- Aim of the task -
Set down the line that contains "of the bangle" and every line after it to the end of the entries, exactly as they stand and nothing more.
+++ Data extract +++
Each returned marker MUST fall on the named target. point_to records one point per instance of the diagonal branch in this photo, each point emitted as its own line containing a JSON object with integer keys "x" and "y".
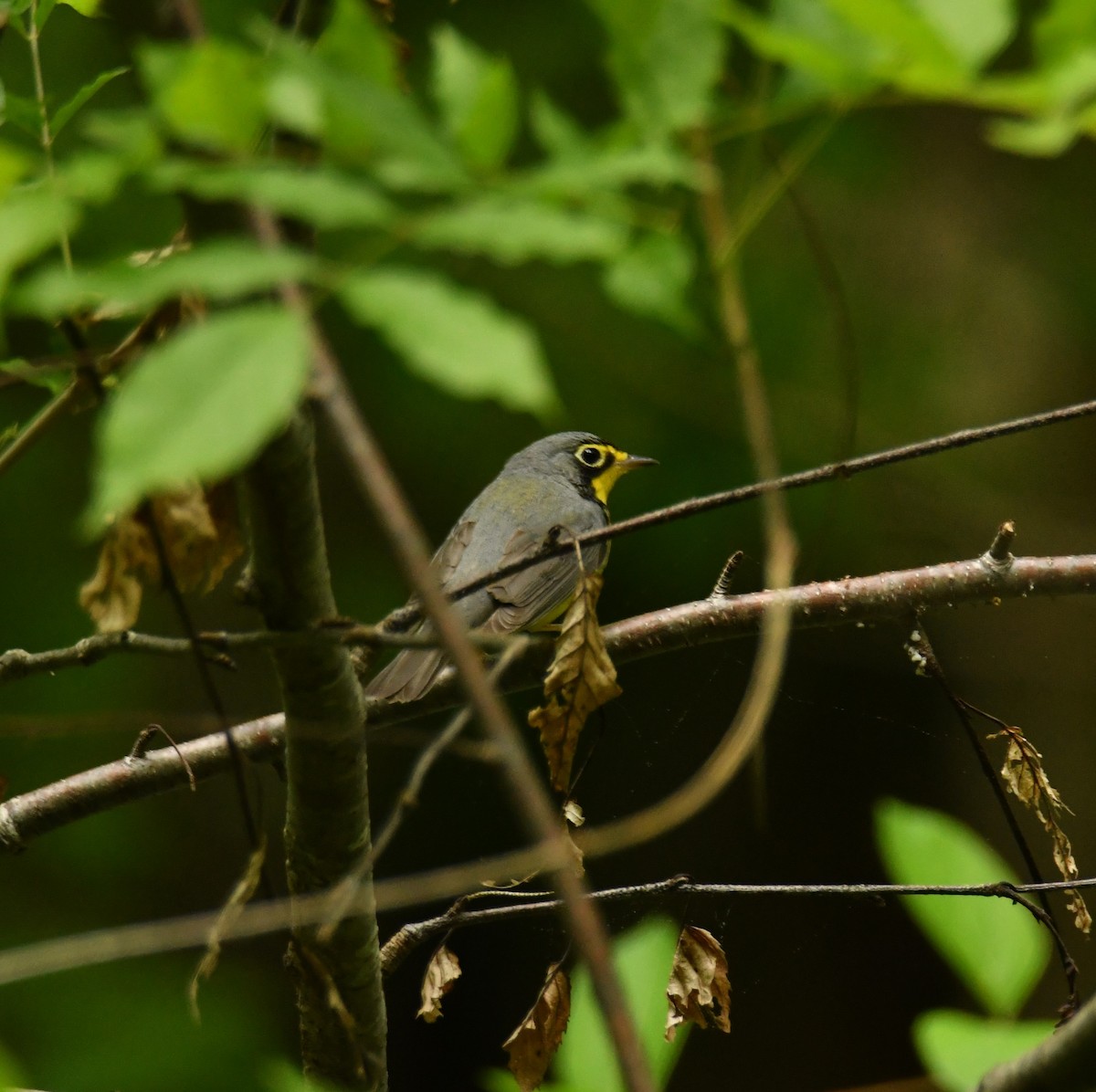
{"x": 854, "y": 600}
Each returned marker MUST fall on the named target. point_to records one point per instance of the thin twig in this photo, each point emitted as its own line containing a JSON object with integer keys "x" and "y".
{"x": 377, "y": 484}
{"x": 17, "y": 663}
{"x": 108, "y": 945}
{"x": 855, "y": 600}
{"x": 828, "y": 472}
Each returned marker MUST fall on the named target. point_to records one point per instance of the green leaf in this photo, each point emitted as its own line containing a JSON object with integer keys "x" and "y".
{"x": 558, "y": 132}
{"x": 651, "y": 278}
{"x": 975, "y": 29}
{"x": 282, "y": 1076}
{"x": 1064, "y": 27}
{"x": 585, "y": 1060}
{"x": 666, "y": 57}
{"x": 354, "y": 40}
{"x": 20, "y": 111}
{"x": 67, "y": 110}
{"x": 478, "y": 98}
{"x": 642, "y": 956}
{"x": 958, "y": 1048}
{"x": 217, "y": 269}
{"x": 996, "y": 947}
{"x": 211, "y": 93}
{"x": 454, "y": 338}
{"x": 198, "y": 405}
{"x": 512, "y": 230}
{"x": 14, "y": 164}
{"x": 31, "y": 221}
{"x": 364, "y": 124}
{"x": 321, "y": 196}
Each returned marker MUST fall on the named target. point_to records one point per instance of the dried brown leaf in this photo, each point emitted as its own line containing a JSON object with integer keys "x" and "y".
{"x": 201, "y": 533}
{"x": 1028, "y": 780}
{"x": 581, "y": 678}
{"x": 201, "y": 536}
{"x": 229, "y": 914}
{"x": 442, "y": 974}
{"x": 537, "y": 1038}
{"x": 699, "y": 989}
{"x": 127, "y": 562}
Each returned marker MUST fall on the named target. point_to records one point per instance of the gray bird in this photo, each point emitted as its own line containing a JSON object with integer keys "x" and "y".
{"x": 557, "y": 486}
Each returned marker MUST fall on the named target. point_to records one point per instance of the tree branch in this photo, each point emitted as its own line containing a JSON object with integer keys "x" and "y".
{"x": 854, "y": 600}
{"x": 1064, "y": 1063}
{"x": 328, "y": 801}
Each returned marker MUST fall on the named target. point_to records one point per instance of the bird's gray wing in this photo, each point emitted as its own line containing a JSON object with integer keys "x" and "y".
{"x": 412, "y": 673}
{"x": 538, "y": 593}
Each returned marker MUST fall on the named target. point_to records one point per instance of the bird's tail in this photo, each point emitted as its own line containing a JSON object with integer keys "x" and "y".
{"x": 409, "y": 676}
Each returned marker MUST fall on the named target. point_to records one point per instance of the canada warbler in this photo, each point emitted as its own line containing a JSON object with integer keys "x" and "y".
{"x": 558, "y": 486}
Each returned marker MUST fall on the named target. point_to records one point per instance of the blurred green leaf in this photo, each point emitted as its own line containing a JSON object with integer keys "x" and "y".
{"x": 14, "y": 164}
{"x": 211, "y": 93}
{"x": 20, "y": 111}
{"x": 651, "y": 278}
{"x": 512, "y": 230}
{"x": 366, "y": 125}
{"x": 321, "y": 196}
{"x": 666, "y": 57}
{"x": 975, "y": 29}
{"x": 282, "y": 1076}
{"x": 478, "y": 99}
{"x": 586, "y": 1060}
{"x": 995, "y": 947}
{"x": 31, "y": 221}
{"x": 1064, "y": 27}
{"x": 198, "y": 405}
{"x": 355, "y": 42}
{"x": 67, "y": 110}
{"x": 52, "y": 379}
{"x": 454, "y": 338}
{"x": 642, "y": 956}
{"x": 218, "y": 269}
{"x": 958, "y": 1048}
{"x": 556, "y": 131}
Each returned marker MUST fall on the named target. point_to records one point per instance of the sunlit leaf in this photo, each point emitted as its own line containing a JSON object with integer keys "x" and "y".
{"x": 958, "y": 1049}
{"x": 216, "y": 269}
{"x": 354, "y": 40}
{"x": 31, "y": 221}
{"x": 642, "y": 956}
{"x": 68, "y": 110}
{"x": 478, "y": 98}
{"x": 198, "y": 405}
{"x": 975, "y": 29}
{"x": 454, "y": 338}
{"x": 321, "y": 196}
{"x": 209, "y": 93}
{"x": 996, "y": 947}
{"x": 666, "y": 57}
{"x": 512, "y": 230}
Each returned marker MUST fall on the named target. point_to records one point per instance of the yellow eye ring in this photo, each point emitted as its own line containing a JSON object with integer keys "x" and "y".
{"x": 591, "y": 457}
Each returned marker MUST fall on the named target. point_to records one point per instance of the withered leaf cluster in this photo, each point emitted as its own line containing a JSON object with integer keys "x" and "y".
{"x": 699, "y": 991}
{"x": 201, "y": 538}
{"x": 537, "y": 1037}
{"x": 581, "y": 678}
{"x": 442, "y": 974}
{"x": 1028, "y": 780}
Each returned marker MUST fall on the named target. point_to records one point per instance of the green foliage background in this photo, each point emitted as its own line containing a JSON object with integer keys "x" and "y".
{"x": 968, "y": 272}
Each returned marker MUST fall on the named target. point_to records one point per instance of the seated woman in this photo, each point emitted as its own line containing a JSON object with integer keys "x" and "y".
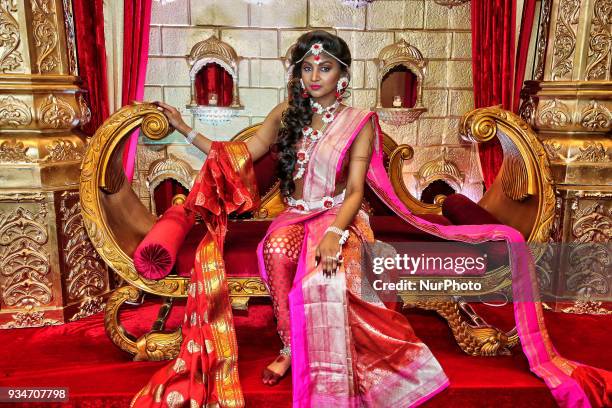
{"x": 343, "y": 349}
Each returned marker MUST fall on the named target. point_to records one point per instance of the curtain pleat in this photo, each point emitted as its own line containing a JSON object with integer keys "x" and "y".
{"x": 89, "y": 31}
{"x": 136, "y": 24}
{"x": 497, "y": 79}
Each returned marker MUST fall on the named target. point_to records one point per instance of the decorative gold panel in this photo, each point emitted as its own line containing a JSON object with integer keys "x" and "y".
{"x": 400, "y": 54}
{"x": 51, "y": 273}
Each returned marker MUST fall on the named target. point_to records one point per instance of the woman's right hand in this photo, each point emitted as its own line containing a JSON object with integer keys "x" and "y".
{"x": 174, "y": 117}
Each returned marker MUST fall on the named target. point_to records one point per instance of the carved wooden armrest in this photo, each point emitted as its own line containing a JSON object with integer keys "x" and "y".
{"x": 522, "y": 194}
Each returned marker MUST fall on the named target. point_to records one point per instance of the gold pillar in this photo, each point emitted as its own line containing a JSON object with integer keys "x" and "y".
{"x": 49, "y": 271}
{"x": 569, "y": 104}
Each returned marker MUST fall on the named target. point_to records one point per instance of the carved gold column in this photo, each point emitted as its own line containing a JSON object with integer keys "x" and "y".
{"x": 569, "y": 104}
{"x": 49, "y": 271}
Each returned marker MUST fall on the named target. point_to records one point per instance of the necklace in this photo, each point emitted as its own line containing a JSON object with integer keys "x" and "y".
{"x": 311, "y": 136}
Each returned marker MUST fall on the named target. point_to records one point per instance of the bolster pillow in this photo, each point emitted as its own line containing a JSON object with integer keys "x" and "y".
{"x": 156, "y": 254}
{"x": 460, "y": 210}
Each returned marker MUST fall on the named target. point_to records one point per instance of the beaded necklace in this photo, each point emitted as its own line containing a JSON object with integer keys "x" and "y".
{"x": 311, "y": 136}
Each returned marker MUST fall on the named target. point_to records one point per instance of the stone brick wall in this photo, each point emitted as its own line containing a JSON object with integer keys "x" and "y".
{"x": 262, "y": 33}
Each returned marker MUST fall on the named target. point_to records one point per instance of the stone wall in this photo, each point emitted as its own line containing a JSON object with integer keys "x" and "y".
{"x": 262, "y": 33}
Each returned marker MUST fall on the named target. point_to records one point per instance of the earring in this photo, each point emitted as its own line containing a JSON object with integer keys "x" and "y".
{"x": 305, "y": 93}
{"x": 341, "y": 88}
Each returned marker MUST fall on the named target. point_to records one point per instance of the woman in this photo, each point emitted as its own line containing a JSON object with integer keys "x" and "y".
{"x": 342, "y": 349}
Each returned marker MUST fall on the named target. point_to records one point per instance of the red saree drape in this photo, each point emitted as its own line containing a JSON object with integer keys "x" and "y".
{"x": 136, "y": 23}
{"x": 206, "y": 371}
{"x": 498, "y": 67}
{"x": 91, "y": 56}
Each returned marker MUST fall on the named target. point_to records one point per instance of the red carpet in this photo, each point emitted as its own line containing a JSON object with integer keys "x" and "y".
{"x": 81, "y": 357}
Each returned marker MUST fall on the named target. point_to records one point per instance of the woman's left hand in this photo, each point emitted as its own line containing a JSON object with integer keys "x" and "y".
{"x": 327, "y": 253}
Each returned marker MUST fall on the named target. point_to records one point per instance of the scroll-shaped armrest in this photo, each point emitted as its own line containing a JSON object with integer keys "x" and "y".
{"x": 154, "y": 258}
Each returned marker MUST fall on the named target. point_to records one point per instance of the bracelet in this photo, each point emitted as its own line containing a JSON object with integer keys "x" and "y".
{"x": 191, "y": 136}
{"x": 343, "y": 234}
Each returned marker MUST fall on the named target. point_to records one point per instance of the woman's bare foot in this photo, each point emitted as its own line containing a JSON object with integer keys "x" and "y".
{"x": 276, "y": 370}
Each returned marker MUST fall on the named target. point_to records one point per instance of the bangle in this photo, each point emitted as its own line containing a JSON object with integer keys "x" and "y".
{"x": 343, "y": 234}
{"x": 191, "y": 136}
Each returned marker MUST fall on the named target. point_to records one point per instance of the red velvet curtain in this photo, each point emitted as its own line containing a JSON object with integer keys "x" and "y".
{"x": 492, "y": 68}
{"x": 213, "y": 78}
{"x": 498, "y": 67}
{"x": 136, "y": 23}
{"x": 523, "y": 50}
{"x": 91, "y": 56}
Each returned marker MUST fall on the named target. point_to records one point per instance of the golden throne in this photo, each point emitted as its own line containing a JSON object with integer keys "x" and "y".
+++
- Full solution -
Each returned marker MUST fall on the named target. point_to records one point per instance of the bangle in this photo, each point emitted as its own line containing a JSON object with integer keys "x" and "y".
{"x": 343, "y": 234}
{"x": 191, "y": 136}
Each returned marker MUST fall on the named target. point_to records one point per instance of the red velvet curtain in this photo, each point emitted as its own line containing a JSON object with integer keys "x" and "y".
{"x": 492, "y": 68}
{"x": 213, "y": 78}
{"x": 498, "y": 67}
{"x": 136, "y": 23}
{"x": 523, "y": 50}
{"x": 91, "y": 56}
Each returned marker MUST fall on the named target. point_to records one point per instance of the golden throne in this photo, each point emitted as its own line containing a JSON object with integer keys "x" and "y".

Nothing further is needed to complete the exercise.